* _How to complete this task_: After reading each line of the entries, give the number of lines that contain "dark" and nothing else.

* _Records from a dataset_:
* * *
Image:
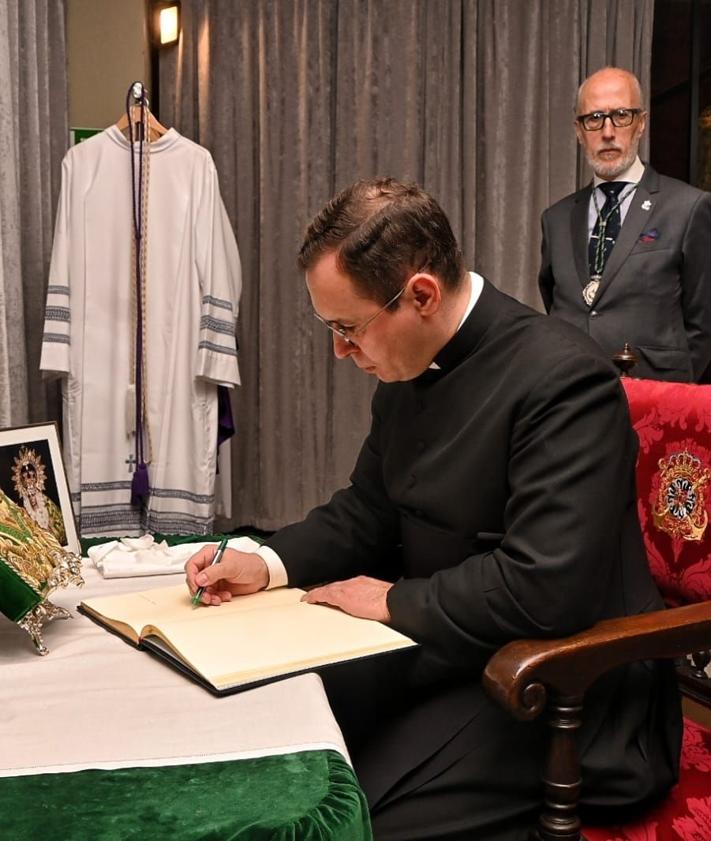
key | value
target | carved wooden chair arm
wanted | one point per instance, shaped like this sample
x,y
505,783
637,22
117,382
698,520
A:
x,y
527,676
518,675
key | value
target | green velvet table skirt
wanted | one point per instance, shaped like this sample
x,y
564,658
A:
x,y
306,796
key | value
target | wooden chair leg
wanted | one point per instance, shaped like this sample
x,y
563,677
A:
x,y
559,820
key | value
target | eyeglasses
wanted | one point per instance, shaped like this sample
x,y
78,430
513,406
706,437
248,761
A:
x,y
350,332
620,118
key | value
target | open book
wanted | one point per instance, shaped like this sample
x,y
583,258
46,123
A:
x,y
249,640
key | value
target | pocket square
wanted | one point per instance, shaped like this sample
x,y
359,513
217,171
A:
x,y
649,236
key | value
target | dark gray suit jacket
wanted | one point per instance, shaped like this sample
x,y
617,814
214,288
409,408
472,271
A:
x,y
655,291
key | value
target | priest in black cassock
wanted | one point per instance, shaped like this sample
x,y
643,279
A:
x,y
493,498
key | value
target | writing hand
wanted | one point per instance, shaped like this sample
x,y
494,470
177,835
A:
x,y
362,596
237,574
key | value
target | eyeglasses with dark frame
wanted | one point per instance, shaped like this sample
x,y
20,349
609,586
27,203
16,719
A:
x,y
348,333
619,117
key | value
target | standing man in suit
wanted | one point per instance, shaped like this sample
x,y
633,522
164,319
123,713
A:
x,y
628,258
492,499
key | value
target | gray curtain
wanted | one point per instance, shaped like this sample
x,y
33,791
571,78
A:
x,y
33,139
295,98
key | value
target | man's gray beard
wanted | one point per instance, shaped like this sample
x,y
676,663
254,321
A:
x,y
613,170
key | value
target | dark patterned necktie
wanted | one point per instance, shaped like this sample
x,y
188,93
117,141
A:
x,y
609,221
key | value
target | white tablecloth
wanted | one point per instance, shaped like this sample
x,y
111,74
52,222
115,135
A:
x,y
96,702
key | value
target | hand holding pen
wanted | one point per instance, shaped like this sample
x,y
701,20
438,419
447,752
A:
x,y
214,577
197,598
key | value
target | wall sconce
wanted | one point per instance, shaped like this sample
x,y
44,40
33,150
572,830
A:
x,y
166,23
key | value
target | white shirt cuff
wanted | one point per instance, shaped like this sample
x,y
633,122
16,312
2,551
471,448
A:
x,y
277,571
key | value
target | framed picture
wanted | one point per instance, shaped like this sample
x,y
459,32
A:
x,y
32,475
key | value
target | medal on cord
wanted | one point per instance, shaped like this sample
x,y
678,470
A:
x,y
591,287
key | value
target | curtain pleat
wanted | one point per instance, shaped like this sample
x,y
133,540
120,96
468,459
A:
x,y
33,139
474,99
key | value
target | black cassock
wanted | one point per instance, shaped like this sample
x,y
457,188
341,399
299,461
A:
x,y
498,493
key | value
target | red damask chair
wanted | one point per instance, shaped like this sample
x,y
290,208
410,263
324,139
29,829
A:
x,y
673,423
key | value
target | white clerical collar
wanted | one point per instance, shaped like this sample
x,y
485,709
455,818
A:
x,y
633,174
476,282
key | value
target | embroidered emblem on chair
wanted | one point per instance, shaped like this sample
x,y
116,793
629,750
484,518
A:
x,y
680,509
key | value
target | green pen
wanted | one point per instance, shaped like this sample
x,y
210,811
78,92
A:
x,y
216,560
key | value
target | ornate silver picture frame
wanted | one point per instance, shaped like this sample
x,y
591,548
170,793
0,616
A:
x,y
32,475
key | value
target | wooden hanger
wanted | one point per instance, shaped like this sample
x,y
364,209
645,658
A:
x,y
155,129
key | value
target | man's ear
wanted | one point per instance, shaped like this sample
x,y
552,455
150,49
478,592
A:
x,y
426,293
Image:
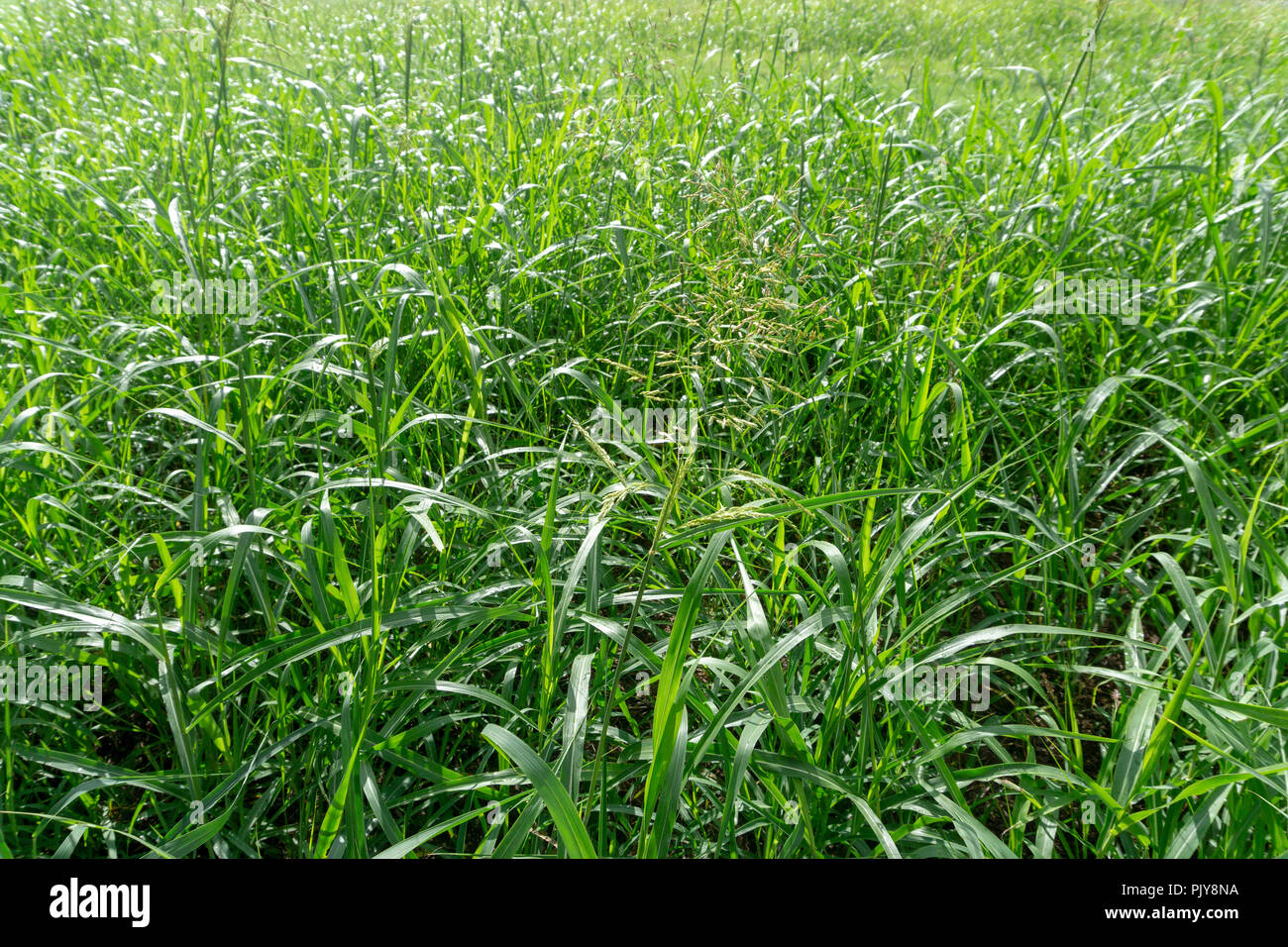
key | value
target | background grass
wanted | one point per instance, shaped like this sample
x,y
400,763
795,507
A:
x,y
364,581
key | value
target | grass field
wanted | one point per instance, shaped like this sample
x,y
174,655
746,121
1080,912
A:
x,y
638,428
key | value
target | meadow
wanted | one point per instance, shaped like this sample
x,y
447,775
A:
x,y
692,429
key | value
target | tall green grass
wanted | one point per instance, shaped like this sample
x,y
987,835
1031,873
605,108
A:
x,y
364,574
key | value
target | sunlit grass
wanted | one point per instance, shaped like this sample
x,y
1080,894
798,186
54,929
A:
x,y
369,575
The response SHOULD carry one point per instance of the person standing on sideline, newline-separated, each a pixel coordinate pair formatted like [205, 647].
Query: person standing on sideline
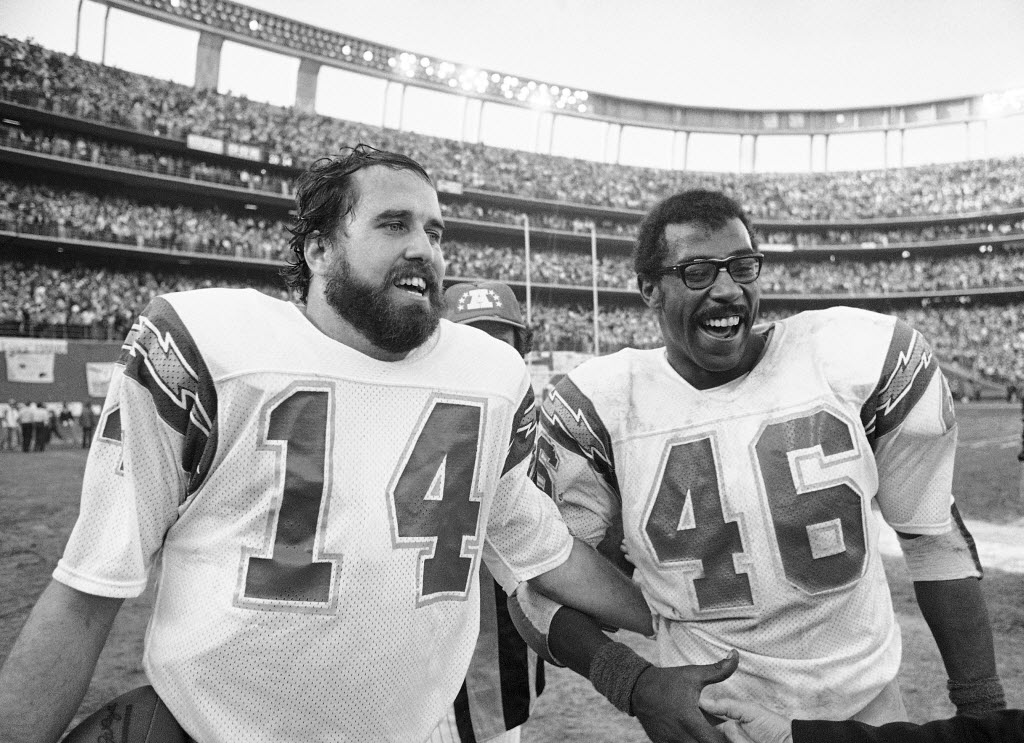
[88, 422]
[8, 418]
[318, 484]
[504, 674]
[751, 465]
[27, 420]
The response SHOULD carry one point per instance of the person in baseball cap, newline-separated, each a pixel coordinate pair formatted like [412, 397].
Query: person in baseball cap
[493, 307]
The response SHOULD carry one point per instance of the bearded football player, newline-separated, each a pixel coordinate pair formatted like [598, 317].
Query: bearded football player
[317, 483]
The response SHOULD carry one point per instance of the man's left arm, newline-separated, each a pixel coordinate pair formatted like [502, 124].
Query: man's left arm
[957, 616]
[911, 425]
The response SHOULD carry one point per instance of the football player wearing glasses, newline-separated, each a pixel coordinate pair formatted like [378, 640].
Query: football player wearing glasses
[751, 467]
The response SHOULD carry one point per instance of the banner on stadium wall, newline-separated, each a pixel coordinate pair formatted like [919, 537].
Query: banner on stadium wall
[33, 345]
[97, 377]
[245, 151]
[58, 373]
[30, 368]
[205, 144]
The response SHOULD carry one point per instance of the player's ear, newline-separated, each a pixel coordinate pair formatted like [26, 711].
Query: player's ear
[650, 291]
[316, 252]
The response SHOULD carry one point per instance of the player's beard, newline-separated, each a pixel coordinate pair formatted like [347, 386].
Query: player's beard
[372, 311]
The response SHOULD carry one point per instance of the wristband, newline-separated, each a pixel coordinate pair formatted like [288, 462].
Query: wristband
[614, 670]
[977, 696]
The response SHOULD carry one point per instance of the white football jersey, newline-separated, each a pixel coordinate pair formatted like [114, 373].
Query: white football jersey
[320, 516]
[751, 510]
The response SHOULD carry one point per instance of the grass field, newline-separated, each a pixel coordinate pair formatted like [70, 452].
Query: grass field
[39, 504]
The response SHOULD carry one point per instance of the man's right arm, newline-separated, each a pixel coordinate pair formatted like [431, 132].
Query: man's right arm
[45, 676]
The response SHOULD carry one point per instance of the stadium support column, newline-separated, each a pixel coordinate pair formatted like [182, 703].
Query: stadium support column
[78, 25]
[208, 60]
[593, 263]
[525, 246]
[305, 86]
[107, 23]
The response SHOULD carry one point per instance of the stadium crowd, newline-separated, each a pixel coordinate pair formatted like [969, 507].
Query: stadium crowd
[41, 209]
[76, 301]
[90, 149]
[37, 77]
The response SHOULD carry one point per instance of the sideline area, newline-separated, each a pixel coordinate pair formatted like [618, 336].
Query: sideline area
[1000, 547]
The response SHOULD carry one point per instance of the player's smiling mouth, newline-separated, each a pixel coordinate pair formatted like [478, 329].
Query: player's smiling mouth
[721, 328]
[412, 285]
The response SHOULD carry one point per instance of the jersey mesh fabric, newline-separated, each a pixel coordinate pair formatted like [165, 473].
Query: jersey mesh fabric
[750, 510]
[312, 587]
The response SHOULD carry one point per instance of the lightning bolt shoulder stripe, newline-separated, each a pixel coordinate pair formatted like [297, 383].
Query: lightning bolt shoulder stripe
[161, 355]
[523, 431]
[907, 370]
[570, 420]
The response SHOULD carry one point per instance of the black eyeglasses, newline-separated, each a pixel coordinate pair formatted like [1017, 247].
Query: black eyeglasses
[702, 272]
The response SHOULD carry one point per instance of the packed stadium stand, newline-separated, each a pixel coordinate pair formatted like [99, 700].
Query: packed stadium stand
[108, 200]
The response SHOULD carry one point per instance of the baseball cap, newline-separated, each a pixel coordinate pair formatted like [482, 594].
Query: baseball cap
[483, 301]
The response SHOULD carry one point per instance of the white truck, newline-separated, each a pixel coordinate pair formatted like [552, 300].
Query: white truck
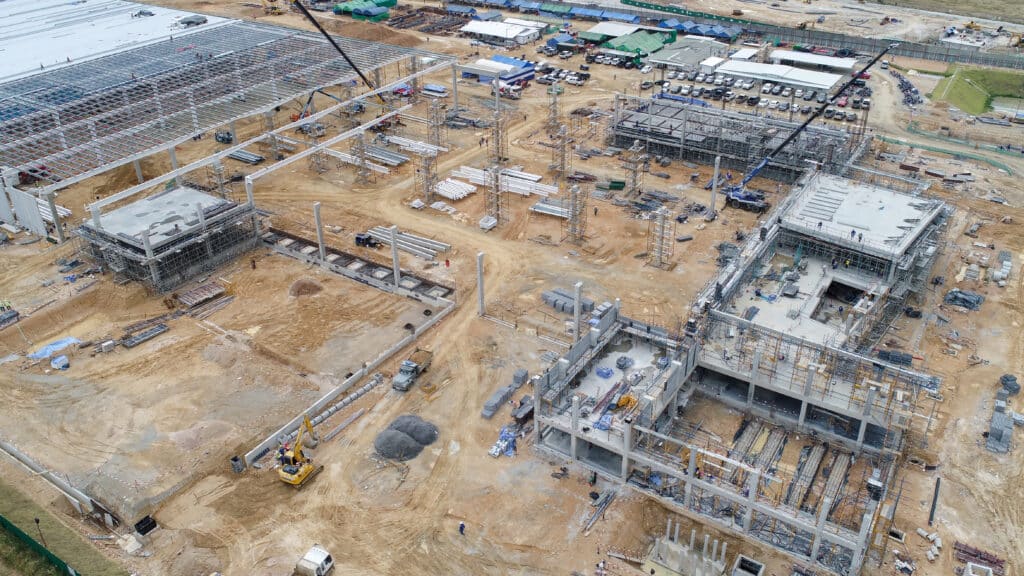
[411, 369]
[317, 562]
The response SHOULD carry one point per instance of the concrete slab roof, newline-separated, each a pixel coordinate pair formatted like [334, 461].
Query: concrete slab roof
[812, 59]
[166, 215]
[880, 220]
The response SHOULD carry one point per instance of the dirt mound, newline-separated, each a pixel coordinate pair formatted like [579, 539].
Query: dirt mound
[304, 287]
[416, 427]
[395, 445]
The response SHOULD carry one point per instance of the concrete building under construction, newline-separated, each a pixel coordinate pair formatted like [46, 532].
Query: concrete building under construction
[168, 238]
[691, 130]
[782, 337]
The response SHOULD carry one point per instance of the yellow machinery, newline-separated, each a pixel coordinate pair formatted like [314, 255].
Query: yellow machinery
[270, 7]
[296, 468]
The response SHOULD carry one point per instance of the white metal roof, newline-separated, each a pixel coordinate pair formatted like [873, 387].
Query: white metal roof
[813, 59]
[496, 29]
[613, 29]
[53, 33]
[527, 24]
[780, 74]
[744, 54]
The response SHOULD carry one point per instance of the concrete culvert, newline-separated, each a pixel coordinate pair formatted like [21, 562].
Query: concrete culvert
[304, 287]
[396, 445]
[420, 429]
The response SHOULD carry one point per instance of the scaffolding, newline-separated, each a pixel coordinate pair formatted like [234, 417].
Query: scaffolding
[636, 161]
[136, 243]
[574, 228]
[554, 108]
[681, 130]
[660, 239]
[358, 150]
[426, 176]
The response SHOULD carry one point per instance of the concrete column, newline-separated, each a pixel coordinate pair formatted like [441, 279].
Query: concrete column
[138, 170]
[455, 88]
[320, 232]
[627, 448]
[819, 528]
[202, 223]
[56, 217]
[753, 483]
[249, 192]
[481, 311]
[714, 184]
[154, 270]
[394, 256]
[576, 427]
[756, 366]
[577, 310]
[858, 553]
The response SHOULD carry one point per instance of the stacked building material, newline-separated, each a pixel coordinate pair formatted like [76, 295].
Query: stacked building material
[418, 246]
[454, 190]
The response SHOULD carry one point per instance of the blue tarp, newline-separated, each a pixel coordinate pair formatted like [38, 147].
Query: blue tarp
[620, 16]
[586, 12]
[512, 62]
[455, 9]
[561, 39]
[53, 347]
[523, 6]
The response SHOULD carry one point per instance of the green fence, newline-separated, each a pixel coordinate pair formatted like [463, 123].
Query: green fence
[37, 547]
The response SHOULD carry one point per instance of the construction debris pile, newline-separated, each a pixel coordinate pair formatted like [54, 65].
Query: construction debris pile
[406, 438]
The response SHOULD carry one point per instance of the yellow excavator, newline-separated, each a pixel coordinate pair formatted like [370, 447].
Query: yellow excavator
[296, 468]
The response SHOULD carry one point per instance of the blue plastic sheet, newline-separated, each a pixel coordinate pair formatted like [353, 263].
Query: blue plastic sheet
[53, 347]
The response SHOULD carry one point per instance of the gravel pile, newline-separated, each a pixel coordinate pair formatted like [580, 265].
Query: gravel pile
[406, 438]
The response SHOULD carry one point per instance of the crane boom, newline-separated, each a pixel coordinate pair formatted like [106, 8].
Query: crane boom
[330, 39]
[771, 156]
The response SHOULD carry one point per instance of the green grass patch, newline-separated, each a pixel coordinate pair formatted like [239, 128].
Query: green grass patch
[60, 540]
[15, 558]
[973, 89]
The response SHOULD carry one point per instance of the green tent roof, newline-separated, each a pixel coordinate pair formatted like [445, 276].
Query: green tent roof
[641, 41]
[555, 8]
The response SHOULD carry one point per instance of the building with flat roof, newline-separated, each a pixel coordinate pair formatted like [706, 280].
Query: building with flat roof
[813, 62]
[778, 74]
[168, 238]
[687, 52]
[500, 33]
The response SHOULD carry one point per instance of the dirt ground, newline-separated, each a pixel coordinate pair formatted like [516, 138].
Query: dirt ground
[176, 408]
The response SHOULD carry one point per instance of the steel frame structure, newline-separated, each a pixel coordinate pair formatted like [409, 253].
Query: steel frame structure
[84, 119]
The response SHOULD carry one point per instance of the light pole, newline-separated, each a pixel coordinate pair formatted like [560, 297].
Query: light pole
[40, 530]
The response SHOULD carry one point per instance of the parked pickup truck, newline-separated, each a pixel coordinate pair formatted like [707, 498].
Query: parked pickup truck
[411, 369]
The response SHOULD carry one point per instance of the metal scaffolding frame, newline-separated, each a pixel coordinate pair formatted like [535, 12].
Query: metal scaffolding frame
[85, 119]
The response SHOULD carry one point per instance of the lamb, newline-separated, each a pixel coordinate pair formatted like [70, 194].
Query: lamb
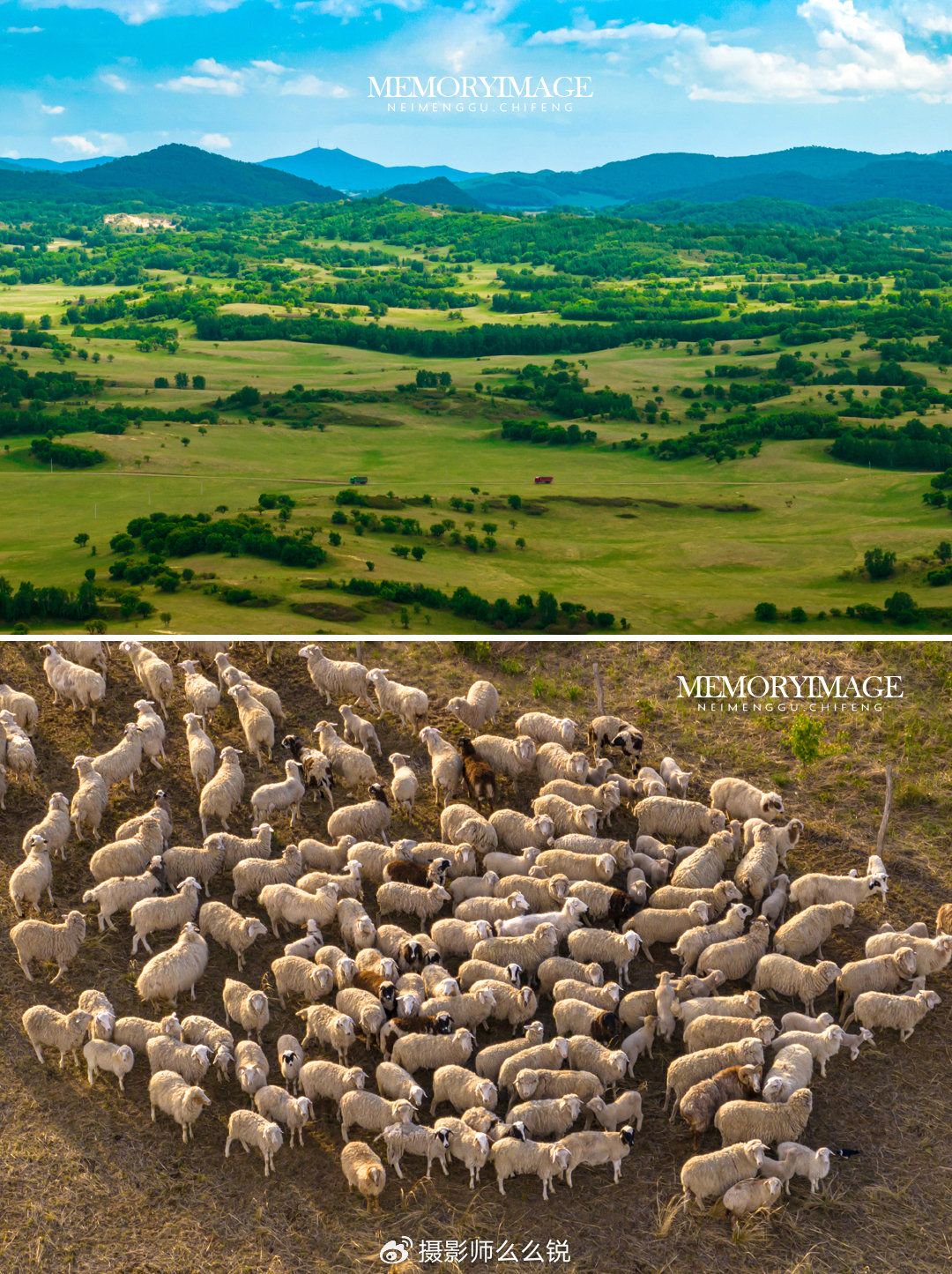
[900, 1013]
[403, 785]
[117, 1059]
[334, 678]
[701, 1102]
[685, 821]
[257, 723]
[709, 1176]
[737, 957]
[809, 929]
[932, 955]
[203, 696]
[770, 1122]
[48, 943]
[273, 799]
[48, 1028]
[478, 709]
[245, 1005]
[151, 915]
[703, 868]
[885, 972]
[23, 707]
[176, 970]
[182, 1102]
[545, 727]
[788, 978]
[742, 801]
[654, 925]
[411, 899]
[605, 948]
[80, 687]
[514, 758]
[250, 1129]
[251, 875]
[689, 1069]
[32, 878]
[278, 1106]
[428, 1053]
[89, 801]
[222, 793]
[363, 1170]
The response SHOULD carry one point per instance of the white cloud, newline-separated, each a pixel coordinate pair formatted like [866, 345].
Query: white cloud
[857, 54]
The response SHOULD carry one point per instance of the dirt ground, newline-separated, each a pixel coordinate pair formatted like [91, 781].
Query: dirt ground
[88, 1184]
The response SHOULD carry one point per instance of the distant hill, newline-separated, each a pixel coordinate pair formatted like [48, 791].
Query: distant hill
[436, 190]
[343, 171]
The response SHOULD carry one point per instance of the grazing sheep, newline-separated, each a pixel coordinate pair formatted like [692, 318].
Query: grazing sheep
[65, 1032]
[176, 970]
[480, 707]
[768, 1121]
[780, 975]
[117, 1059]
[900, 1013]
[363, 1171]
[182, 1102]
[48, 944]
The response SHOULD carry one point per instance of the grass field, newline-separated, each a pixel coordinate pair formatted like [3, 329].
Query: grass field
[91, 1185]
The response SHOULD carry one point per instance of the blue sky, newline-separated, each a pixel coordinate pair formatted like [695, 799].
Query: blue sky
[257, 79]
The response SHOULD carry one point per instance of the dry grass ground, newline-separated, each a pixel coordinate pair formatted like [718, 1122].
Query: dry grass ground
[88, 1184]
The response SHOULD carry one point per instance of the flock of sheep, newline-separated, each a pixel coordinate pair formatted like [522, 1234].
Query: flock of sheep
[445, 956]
* * *
* _Result of the exercise_: 3